### CHECK YOUR UNDERSTANDING
1: In the IoT platform design notes, which Zitadel grant is chosen as the device authentication path?
2: Summarize the IoT platform design notes in two sentences.
3: Extend the IoT platform design notes from their last sentence.

### EXTRACT
::::

Sylvain (CTO of NationTech) wanted to build an IoT platform with these specific requirements:

SSO via Zitadel
Secrets via OpenBao
Per-device identity, devices belong to groups
Full CI/CD integration
A "mini-kubelet" with NATS as the storage backend — each device is a node, reads its own resources, reconciles in a loop, reports status back to NATS KV
Central operator with CRDs for deployments, device groups, devices — operator writes to NATS on CRD change and reports deployment status back
CI/CD pipeline publishes hydrated Helm charts to Harbor registry; ArgoCD applies them; operator picks them up and pushes to NATS
Devices run containers declared via Harmony Scores
Strong consistency assumed free (NATS provides it)
Zitadel/OpenBao integration already ~99% done in Harmony

Original constraints: simplicity key throughout, production-ready, don't go down rabbit holes, deadline and cost discipline.

Phase 1: Initial architecture research and design

Claude researched NATS, Zitadel, and OpenBao integration patterns in depth using primary sources. Key findings that shaped the design:

NATS auth callout with bearer-token JWTs is the right identity primitive. Devices don't hold NATS signing material. An auth callout service mints a scoped per-connection user JWT with bearer_token: true (skips nonce signing, per the nats-io/jwt source) after verifying a Zitadel token the device presents at CONNECT time. This is cleaner than distributing long-lived NATS NKeys to devices. ADR-26 is the authoritative spec.

Zitadel JWT Profile grant is the device auth path. Service accounts with public keys registered in Zitadel, devices sign self-JWTs with their private key, exchange for access tokens. Zitadel Discussion #8406 documents exactly this pattern with working Go code for an IoT/TPM case. Key gotcha: external-OpenSSL keys need ParsePKCS8PrivateKey, not PKCS1.

OpenBao's JWT auth method + templated policies with token_policies_template_claims (PR #618) lets one policy resolve per-device based on JWT claims. One policy for N devices instead of N policies.

::::

### GIVEN INFORMATION
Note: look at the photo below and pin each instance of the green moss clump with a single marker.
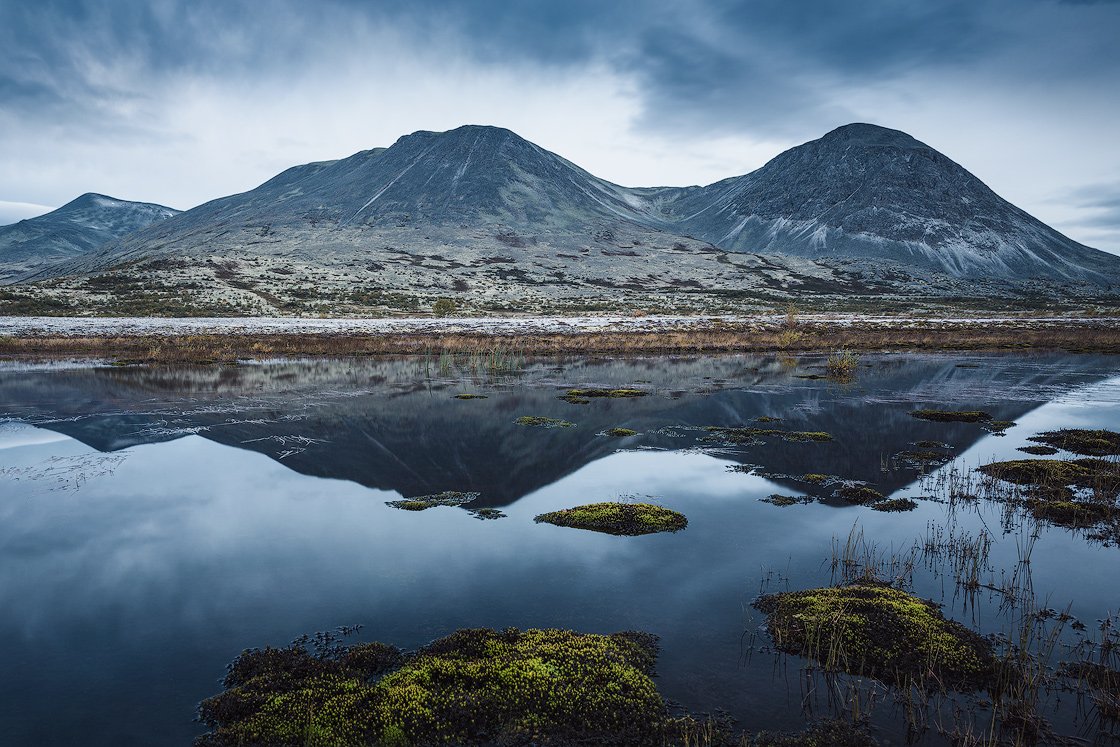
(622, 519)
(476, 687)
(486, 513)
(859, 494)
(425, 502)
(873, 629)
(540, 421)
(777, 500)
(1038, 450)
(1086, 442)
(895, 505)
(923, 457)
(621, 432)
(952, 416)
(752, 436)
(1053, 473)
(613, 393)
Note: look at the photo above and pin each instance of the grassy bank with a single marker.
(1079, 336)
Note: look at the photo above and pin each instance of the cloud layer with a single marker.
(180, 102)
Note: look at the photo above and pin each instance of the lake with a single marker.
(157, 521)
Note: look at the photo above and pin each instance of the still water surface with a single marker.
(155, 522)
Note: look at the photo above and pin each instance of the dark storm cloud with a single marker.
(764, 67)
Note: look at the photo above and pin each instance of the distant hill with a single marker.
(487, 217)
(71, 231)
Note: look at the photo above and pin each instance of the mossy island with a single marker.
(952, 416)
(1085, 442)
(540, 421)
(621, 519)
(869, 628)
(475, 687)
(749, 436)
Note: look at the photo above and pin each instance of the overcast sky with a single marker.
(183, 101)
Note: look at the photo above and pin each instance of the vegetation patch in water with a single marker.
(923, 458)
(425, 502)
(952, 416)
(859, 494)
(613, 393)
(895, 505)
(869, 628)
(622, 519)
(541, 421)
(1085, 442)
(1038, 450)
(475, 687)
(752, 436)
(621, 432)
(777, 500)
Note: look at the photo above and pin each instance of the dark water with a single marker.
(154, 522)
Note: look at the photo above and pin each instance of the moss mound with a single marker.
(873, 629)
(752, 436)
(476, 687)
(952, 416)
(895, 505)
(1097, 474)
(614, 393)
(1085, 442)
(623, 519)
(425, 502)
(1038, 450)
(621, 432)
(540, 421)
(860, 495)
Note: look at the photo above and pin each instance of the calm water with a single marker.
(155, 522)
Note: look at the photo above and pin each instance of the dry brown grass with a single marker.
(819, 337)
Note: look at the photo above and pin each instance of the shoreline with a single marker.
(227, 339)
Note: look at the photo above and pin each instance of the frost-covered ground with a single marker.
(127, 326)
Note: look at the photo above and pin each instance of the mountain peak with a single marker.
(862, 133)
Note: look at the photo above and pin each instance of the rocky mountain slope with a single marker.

::::

### WRITTEN ANSWERS
1: The Zitadel JWT Profile grant.

2: Sylvain, CTO of NationTech, wanted a simple, production-ready IoT platform with SSO via Zitadel, secrets via OpenBao, and a "mini-kubelet" on each device that uses NATS as its storage backend under a central operator. Initial research found that NATS auth callout with bearer-token JWTs, Zitadel's JWT Profile grant, and OpenBao's templated JWT policies give per-device identity without handing devices long-lived NATS NKeys or writing one policy per device.

3:
The three systems compose cleanly:

Zitadel = identity (who or what)
OpenBao = policy + secrets (what they can access)
NATS = transport + subject-level authorization (where messages go)

A ~900-line architecture document captured this with primary-source citations. It remains the reference for implementation detail on auth flows.

Phase 2: Planning iterations and scope calibration

Claude produced three planning documents in sequence, each refining the approach:

Issue breakdown (22 issues, 9 tracks) — human-executable parallel tracks
Autonomous agent harness plan — contract-first with phase gates, for agent-driven execution
Walking skeleton plan — thin end-to-end thread shipping Tuesday

Sylvain's critical intervention: when Claude produced the parallel-tracks plan targeting day 14, Sylvain pushed back. The real approach should be walking skeleton (Cockburn) / tracer bullet — ship a naive end-to-end loop first, let architecture emerge from running code, harden from there. This reduces the risk of reaching day 14 with nothing integrated.

Claude acknowledged overreach: the three documents shouldn't all exist. Walking skeleton supersedes the other two. The first two became reference material only.

Phase 3: The "start from scratch objectively" challenge

Sylvain asked Claude to reconsider the architecture from scratch, with access to NationTech's full resource context (k8s clusters, ArgoCD, Harbor, Zitadel, OpenBao, Harmony ownership) but without emotional attachment to the previous design.

Claude's initial recommendation: k3s on each Pi + ArgoCD + external-secrets-operator. Boring, CNCF-standard, maintained by the ecosystem rather than by NationTech. Argued the custom NATS-mini-kubelet approach was "building a platform when you could buy one."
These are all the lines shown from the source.